Task instructions: Go through the records and copy each line where the string "tent" occurs.

────────────────────

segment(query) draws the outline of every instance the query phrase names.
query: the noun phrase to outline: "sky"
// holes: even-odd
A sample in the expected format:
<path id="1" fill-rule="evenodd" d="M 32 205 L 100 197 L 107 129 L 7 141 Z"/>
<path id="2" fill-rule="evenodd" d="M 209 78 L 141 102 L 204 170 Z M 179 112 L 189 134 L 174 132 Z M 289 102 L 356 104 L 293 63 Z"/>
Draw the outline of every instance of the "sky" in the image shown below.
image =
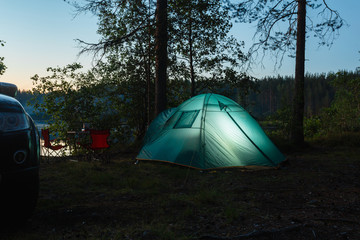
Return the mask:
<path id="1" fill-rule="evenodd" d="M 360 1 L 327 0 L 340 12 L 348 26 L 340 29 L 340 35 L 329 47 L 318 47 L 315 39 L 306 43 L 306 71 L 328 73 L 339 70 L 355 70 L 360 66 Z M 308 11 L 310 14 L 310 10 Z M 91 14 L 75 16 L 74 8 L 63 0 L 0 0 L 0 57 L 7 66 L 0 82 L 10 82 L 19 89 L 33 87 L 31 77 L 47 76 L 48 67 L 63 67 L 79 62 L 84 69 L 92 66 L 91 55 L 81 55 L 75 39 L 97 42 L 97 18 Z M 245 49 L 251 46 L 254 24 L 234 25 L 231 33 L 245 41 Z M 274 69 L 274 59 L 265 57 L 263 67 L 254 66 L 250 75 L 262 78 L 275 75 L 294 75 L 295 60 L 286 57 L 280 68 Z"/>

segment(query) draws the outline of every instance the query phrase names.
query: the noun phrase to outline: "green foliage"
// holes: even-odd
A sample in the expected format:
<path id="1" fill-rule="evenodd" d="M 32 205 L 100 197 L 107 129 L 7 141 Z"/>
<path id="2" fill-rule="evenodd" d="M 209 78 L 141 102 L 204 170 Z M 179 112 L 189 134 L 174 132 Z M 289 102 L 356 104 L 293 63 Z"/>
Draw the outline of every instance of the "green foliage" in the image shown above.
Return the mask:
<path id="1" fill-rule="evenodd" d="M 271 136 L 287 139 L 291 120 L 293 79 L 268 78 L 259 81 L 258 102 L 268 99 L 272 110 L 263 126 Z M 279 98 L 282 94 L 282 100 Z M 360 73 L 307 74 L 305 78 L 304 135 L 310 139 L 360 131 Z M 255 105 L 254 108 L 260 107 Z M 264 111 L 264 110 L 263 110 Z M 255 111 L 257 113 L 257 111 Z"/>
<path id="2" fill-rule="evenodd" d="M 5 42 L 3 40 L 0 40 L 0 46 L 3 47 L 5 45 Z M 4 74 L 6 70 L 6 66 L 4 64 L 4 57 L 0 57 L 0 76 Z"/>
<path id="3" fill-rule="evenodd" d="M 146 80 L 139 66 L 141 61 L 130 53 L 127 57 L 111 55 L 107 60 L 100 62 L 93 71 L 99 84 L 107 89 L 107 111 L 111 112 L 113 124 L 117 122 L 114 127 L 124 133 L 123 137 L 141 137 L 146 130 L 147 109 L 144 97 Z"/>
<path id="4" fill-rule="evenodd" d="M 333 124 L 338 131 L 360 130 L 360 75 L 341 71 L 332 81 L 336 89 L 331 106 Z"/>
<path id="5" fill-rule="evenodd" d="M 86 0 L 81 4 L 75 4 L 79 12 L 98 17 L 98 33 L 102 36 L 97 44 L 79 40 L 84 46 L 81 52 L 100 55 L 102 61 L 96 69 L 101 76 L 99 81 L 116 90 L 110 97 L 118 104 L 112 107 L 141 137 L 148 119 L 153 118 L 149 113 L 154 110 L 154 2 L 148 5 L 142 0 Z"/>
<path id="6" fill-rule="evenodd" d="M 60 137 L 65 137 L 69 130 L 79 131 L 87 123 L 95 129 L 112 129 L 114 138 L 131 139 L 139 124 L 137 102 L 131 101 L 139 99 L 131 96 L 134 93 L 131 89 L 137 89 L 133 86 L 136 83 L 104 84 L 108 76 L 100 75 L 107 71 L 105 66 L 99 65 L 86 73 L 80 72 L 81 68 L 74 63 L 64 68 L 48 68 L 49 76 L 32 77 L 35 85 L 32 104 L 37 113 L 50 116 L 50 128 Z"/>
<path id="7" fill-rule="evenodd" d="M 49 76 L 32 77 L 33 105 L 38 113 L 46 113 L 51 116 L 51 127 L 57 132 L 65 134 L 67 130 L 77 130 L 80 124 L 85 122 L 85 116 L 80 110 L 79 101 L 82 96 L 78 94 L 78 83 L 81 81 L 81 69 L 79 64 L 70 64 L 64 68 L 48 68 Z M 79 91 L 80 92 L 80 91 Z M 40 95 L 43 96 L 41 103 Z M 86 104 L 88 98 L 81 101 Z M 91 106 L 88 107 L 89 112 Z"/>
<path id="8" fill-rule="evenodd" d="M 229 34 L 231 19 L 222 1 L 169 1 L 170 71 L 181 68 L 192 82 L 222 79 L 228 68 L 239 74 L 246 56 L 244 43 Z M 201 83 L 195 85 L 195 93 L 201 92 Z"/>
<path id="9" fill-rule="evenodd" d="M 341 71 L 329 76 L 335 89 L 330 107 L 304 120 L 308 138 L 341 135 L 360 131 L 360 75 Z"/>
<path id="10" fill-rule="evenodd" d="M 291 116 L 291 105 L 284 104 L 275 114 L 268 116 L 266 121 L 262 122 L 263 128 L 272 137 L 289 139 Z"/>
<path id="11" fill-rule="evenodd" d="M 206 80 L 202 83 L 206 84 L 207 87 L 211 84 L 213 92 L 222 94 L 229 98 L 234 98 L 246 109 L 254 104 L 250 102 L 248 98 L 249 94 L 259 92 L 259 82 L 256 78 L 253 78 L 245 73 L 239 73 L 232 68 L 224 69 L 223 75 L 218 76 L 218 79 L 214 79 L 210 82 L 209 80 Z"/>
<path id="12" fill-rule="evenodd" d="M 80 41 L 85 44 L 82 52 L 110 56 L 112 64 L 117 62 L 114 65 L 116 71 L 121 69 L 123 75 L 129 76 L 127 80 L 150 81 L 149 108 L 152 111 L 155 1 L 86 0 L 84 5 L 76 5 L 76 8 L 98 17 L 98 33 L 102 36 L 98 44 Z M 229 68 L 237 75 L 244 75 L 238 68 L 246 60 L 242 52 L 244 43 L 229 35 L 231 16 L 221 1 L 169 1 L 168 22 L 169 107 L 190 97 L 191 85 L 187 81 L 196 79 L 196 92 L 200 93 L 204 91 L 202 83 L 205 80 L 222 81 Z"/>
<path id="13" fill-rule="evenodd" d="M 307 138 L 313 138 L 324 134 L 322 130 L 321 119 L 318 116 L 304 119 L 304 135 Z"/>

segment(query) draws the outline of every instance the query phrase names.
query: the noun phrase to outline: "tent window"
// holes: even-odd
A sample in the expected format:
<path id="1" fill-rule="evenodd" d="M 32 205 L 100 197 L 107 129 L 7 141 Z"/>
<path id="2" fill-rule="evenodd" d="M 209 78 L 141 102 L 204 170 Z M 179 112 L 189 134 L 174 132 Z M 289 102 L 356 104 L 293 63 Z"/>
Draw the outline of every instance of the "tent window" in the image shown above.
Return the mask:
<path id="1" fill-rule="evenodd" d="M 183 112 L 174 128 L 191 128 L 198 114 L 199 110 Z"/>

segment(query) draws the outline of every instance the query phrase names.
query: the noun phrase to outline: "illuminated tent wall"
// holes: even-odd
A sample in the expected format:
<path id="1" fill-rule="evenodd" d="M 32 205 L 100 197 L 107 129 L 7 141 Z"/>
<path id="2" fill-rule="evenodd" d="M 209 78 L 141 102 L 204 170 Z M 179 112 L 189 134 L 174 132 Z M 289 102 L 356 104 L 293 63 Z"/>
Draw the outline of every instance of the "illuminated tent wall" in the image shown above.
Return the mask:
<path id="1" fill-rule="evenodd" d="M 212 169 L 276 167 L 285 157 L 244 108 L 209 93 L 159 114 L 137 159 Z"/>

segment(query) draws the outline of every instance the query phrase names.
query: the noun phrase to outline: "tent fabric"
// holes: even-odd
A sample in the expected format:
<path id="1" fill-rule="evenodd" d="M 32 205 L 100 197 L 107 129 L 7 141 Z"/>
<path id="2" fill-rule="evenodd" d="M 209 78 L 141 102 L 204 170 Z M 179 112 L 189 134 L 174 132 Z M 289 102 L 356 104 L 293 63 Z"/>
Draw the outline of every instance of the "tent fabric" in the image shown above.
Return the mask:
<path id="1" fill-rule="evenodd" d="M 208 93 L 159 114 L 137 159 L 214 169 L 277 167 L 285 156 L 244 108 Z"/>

────────────────────

Reply:
query: the noun phrase to outline: "tent window"
Draw the outline of every instance of the "tent window" in the image shown above.
query: the noun phrase to outline: "illuminated tent wall"
Draw the outline of every instance of the "illuminated tent wall" in the image shown above.
query: the noun phrase to outline: "tent fabric"
Draw the outline of every instance of the "tent fabric" in the image shown above.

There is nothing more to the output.